- Records for the task
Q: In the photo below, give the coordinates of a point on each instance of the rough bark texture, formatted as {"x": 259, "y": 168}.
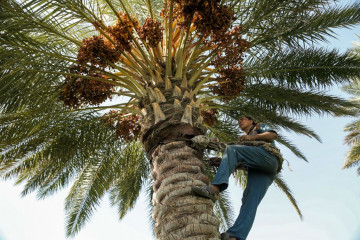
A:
{"x": 177, "y": 212}
{"x": 170, "y": 118}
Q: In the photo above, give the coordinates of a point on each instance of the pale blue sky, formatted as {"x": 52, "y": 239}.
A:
{"x": 328, "y": 197}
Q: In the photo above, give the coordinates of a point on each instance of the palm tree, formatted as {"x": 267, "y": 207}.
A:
{"x": 183, "y": 68}
{"x": 353, "y": 128}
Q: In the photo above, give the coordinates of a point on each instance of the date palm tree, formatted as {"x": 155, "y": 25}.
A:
{"x": 353, "y": 128}
{"x": 173, "y": 69}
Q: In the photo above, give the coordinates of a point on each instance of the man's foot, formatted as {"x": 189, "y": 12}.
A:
{"x": 225, "y": 236}
{"x": 206, "y": 192}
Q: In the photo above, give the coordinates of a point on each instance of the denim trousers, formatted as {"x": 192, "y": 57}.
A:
{"x": 262, "y": 169}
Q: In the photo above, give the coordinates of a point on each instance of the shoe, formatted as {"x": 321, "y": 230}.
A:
{"x": 205, "y": 192}
{"x": 224, "y": 236}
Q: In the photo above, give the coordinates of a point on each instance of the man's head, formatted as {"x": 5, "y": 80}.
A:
{"x": 245, "y": 123}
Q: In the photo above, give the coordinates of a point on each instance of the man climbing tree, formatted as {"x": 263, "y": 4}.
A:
{"x": 262, "y": 167}
{"x": 185, "y": 68}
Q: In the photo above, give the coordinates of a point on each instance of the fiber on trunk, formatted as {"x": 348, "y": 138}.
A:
{"x": 177, "y": 212}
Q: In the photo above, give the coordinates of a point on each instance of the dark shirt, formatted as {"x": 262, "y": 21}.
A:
{"x": 261, "y": 128}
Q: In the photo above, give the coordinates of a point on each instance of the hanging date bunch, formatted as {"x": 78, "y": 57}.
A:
{"x": 151, "y": 32}
{"x": 210, "y": 116}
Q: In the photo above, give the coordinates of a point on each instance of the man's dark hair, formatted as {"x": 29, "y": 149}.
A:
{"x": 249, "y": 117}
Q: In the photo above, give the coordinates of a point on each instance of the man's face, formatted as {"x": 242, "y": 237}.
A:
{"x": 245, "y": 123}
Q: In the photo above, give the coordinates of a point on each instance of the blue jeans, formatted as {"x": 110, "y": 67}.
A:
{"x": 262, "y": 168}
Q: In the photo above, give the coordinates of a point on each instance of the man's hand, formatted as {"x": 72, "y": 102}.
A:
{"x": 247, "y": 138}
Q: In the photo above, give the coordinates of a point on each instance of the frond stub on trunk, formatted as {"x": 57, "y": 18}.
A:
{"x": 187, "y": 116}
{"x": 158, "y": 113}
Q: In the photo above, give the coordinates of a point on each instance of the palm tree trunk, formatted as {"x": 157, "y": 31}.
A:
{"x": 177, "y": 212}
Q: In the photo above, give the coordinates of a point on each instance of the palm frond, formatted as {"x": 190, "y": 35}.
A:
{"x": 302, "y": 67}
{"x": 295, "y": 150}
{"x": 224, "y": 211}
{"x": 283, "y": 187}
{"x": 133, "y": 170}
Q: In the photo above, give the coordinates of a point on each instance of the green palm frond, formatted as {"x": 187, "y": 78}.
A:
{"x": 301, "y": 103}
{"x": 353, "y": 157}
{"x": 48, "y": 147}
{"x": 86, "y": 193}
{"x": 287, "y": 143}
{"x": 224, "y": 211}
{"x": 279, "y": 181}
{"x": 302, "y": 67}
{"x": 131, "y": 172}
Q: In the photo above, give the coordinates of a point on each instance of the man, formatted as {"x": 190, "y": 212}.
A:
{"x": 261, "y": 167}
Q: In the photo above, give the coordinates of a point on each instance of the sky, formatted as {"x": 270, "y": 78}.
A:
{"x": 328, "y": 196}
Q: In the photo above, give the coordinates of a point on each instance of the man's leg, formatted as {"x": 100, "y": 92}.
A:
{"x": 257, "y": 184}
{"x": 250, "y": 156}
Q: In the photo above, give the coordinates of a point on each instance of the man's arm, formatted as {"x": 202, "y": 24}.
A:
{"x": 266, "y": 136}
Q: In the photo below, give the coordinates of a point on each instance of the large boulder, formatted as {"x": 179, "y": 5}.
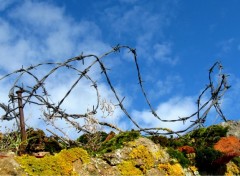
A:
{"x": 233, "y": 128}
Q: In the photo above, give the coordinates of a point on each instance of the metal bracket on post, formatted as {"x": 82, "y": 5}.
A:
{"x": 22, "y": 122}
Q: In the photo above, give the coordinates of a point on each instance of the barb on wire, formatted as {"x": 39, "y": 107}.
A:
{"x": 38, "y": 95}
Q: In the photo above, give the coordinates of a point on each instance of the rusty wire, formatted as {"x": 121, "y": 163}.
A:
{"x": 54, "y": 109}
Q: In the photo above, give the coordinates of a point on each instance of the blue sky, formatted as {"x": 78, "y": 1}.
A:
{"x": 176, "y": 42}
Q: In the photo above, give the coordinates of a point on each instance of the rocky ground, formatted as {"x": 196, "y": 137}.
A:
{"x": 132, "y": 156}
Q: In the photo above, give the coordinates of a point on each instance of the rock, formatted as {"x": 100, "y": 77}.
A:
{"x": 116, "y": 157}
{"x": 230, "y": 146}
{"x": 8, "y": 166}
{"x": 234, "y": 127}
{"x": 186, "y": 149}
{"x": 97, "y": 167}
{"x": 40, "y": 154}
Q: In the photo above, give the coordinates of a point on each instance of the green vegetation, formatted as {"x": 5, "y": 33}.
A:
{"x": 205, "y": 158}
{"x": 183, "y": 160}
{"x": 59, "y": 164}
{"x": 118, "y": 141}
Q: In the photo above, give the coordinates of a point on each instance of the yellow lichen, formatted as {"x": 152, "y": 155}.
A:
{"x": 175, "y": 169}
{"x": 59, "y": 164}
{"x": 142, "y": 155}
{"x": 193, "y": 168}
{"x": 128, "y": 168}
{"x": 159, "y": 154}
{"x": 232, "y": 169}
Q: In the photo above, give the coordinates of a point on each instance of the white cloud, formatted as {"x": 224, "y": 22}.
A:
{"x": 5, "y": 3}
{"x": 169, "y": 110}
{"x": 46, "y": 33}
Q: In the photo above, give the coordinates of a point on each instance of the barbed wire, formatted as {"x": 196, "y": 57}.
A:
{"x": 54, "y": 110}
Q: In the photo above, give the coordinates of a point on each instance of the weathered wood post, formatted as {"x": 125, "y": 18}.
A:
{"x": 22, "y": 122}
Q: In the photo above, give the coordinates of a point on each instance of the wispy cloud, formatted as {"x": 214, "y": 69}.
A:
{"x": 5, "y": 3}
{"x": 44, "y": 33}
{"x": 169, "y": 110}
{"x": 47, "y": 33}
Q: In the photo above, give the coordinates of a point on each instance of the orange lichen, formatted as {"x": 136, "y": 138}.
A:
{"x": 169, "y": 169}
{"x": 230, "y": 146}
{"x": 186, "y": 149}
{"x": 143, "y": 156}
{"x": 59, "y": 164}
{"x": 232, "y": 169}
{"x": 128, "y": 168}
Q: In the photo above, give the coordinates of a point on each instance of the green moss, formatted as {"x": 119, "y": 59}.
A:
{"x": 92, "y": 142}
{"x": 99, "y": 136}
{"x": 171, "y": 169}
{"x": 236, "y": 160}
{"x": 205, "y": 158}
{"x": 184, "y": 161}
{"x": 205, "y": 137}
{"x": 141, "y": 153}
{"x": 118, "y": 141}
{"x": 59, "y": 164}
{"x": 128, "y": 168}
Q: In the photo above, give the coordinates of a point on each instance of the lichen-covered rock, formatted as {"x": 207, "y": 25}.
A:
{"x": 59, "y": 164}
{"x": 131, "y": 149}
{"x": 230, "y": 146}
{"x": 96, "y": 167}
{"x": 8, "y": 166}
{"x": 186, "y": 149}
{"x": 232, "y": 169}
{"x": 233, "y": 128}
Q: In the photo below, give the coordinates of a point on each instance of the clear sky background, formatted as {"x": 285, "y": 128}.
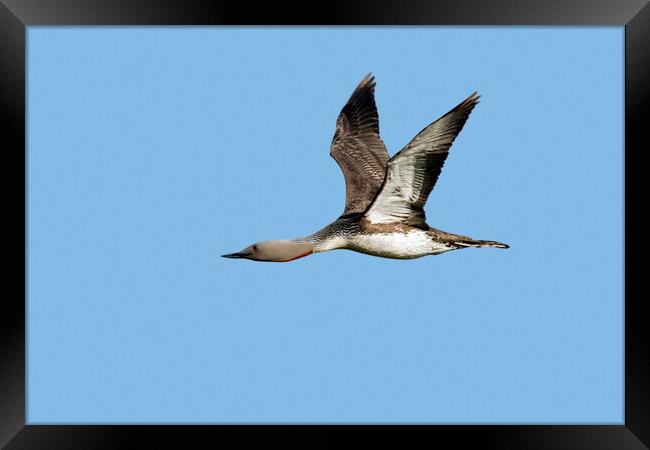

- Stated task
Can you echo back the lines above verbatim, starting at the line that has "of the yellow" and continuing through the final line, with the pictures left out?

- Task solution
Q: In the photo above, give the coordinates of a point on each instance of the yellow lichen, formatted as {"x": 152, "y": 155}.
A:
{"x": 175, "y": 169}
{"x": 59, "y": 164}
{"x": 142, "y": 155}
{"x": 193, "y": 168}
{"x": 128, "y": 168}
{"x": 159, "y": 154}
{"x": 232, "y": 169}
Q: In the photo above, give the coordinates of a point on each instance of the white cloud, formatted as {"x": 224, "y": 22}.
A:
{"x": 5, "y": 3}
{"x": 169, "y": 110}
{"x": 46, "y": 33}
Q: In the photo above, give the coordinates of a point on each instance of the barbed wire, formatted as {"x": 196, "y": 57}.
A:
{"x": 54, "y": 110}
Q: In the photo above, give the coordinates of a point on each instance of the weathered wood post, formatted as {"x": 125, "y": 18}.
A:
{"x": 22, "y": 122}
Q: In the photo above, give the coordinates of a point on each instance of the wispy cloud, formatted as {"x": 214, "y": 69}.
A:
{"x": 5, "y": 3}
{"x": 44, "y": 33}
{"x": 169, "y": 110}
{"x": 47, "y": 33}
Q: In the photo above, give the coordinates of a point on each instance of the orange lichen, formatted as {"x": 136, "y": 138}.
A:
{"x": 169, "y": 169}
{"x": 230, "y": 146}
{"x": 186, "y": 149}
{"x": 143, "y": 156}
{"x": 59, "y": 164}
{"x": 232, "y": 169}
{"x": 128, "y": 168}
Q: In the photo above, give the coordinates of a point on each instance of the green moss, formatted as {"x": 119, "y": 59}.
A:
{"x": 92, "y": 142}
{"x": 99, "y": 136}
{"x": 171, "y": 169}
{"x": 236, "y": 160}
{"x": 205, "y": 158}
{"x": 184, "y": 161}
{"x": 205, "y": 137}
{"x": 141, "y": 153}
{"x": 118, "y": 141}
{"x": 59, "y": 164}
{"x": 128, "y": 168}
Q: In the photo above, give the coordinates of a point on each instance of the lichen-covered rock, formatted as {"x": 207, "y": 25}.
A:
{"x": 59, "y": 164}
{"x": 131, "y": 149}
{"x": 230, "y": 146}
{"x": 96, "y": 167}
{"x": 8, "y": 166}
{"x": 186, "y": 149}
{"x": 232, "y": 169}
{"x": 233, "y": 128}
Q: In the photo below, give the coordinates of a point on each instance of the clear sky background, formatted as {"x": 285, "y": 128}.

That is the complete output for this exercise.